PASSAGE PROVIDED:
* * * * *

Total oxygen content in the blood
Oxygen saturation is not the whole picture of oxygenation. The total oxygen content (CaO2) in arterial blood—or, oxygen being delivered to the vital organs—is the sum of two distinct factors. Primarily, oxygen is attached or “bound” to hemoglobin (represented by the SpO2) and secondly, a small amount diffuses through the alveolar-capillary membrane and dissolves into the blood plasma because of the high amount of oxygen in the alveoli compared to the blood. This is the same principle of air flowing from a high pressure to a low pressure that we learned about in Chapter 1 , only this time it is referring to oxygen flowing from an area of high “density” of oxygen in the alveoli to lower “density” of oxygen in the blood. This description of density is referred to as a partial pressure. It is expressed as a PAO2 (partial pressure of oxygen in the alveoli) and PaO2 (partial pressure of oxygen in the artery)
The formula to determine total oxygen content in the blood (CaO2), is as follows (units are omitted for simplicity). Note: This is not math that you need to do on a regular basis. It is not essential to do this calculation to ventilate patients safely. It is more important that you understand the concepts here and be able to apply them to oxygenation.

* * * * *

GIVEN DATA:
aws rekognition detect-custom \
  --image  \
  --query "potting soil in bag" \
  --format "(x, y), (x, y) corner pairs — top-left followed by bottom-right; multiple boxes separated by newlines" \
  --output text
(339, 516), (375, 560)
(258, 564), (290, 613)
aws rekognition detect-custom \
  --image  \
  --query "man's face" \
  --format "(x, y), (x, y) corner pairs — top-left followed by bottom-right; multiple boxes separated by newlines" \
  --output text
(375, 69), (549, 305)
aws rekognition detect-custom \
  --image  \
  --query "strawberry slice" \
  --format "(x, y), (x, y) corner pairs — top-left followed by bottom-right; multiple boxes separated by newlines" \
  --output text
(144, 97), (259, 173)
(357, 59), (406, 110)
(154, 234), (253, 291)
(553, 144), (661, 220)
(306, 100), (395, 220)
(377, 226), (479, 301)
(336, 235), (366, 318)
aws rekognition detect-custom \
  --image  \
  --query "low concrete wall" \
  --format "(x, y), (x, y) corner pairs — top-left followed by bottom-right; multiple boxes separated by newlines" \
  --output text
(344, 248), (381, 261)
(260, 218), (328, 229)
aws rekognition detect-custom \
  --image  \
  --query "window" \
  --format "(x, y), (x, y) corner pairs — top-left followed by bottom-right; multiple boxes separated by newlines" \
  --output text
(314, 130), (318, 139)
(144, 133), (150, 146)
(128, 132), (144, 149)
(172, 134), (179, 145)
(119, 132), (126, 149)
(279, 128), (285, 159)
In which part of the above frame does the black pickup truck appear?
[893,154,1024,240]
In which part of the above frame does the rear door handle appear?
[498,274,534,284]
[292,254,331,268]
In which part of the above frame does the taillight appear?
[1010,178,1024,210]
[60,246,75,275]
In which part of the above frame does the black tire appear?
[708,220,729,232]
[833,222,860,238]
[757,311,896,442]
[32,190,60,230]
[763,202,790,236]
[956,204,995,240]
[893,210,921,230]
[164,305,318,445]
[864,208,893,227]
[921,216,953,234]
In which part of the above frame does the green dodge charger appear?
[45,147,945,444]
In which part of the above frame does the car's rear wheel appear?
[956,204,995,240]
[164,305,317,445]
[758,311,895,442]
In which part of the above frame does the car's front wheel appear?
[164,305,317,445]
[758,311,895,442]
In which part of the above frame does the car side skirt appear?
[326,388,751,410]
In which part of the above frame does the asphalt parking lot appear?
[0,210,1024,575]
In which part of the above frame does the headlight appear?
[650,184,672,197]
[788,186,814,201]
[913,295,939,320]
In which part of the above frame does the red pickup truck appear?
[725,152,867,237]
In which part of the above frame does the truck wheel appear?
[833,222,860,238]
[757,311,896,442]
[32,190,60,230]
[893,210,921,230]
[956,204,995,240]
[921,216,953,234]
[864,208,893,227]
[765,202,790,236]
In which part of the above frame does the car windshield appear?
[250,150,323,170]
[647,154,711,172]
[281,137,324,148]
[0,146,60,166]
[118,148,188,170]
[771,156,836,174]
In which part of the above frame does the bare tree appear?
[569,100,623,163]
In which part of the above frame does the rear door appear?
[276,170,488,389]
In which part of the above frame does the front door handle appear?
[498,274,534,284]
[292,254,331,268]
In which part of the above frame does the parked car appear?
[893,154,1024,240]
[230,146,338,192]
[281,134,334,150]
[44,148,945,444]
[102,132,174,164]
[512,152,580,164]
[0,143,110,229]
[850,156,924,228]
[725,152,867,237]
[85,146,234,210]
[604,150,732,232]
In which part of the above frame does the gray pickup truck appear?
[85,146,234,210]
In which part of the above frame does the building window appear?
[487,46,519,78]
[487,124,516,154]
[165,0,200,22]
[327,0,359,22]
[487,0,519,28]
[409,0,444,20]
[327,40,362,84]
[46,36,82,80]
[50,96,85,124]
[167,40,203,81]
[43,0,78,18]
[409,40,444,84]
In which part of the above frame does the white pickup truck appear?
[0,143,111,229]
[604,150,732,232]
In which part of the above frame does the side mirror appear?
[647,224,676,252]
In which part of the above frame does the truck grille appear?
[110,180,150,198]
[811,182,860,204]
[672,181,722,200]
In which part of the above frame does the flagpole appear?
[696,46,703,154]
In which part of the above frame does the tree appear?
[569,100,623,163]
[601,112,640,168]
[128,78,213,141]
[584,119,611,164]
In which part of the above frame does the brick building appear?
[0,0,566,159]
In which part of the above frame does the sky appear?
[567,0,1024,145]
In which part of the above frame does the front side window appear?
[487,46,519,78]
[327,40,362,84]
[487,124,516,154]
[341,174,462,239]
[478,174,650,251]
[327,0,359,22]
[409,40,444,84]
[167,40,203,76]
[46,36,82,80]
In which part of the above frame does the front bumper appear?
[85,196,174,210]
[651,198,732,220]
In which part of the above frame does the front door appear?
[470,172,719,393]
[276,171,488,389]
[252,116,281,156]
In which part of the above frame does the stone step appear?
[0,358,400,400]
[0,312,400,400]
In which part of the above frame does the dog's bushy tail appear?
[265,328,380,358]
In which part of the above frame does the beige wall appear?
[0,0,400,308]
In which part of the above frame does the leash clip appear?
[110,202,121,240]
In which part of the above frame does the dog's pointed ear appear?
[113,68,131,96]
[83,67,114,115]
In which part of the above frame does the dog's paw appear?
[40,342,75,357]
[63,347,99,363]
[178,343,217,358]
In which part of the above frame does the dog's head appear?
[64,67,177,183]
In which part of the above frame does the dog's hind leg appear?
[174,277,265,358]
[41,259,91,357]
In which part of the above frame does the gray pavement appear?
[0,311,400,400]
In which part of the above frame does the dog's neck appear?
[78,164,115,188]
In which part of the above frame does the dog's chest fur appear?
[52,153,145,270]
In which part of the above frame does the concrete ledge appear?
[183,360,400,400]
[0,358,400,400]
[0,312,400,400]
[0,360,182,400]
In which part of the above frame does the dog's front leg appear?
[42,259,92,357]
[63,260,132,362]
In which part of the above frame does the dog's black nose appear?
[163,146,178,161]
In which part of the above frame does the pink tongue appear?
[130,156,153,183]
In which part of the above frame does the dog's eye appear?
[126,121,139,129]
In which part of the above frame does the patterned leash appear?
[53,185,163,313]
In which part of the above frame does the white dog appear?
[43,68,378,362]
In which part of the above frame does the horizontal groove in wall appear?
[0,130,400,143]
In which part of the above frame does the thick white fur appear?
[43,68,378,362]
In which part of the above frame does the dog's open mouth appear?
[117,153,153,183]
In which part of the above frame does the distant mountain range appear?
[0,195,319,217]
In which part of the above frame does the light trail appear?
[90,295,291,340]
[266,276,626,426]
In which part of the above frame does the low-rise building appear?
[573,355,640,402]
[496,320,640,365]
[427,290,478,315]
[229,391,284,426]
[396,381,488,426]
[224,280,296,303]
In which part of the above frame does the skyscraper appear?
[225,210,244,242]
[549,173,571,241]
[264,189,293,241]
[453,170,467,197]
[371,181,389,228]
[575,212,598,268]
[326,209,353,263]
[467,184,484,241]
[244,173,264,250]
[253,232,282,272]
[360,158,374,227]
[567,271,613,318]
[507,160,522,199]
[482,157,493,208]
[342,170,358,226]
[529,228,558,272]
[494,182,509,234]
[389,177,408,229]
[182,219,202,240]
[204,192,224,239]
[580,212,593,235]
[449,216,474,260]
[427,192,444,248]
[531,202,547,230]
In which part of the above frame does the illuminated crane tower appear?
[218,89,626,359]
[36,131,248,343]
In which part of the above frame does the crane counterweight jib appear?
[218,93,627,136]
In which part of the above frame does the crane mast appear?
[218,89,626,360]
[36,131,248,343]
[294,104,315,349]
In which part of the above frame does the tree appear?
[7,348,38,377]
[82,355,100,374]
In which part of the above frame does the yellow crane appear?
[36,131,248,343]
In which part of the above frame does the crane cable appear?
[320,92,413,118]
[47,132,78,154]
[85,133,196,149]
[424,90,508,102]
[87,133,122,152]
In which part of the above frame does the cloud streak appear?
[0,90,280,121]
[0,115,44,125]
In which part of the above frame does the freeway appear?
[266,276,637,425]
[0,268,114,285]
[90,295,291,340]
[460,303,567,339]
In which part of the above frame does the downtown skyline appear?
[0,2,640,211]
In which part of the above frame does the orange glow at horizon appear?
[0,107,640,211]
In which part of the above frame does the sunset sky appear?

* * * * *

WHAT THIS EXERCISE ASKS:
1. In the oxygen content passage, what term is used for the "density" of oxygen?
2. List every abbreviation that appears in the oxygen content passage, along with what each one refers to according to the passage.
The data come from a different source than the oxygen content passage.

OUTPUTS IN ORDER:
1. A partial pressure.

2.
- CaO2: total oxygen content in arterial blood
- SpO2: oxygen bound to hemoglobin
- PAO2: partial pressure of oxygen in the alveoli
- PaO2: partial pressure of oxygen in the artery